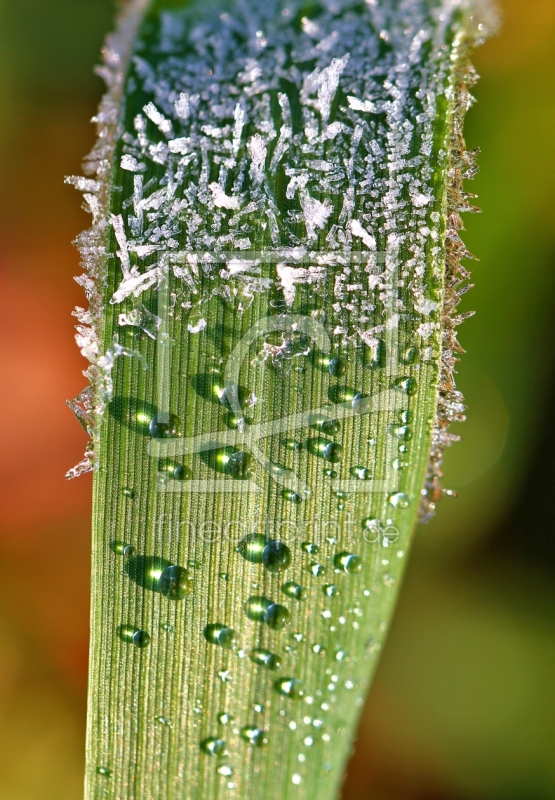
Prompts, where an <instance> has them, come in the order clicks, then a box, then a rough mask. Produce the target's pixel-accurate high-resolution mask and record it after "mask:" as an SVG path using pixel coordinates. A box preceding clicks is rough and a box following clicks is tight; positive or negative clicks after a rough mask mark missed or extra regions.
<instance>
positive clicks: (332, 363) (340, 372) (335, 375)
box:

───

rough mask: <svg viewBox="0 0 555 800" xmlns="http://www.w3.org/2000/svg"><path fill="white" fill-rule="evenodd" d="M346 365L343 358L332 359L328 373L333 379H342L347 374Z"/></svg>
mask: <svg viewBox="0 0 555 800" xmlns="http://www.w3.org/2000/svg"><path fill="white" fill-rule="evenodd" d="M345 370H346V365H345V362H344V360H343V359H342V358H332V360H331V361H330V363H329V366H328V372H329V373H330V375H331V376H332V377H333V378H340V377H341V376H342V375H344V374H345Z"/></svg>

───

Find each line in the listing above that contains "instance", and copy that line.

**THE ANSWER:**
Prompts, where an <instance> has them, come in the order clicks, then a box, then a rough mask. Produce the target's pixel-accurate high-resolution mask and record it after "mask:" as an SVG path using pixel coordinates. A box preceding clicks is rough and a box following clicks is tight; positive or negative clicks after a rough mask mark missed or extra regions.
<instance>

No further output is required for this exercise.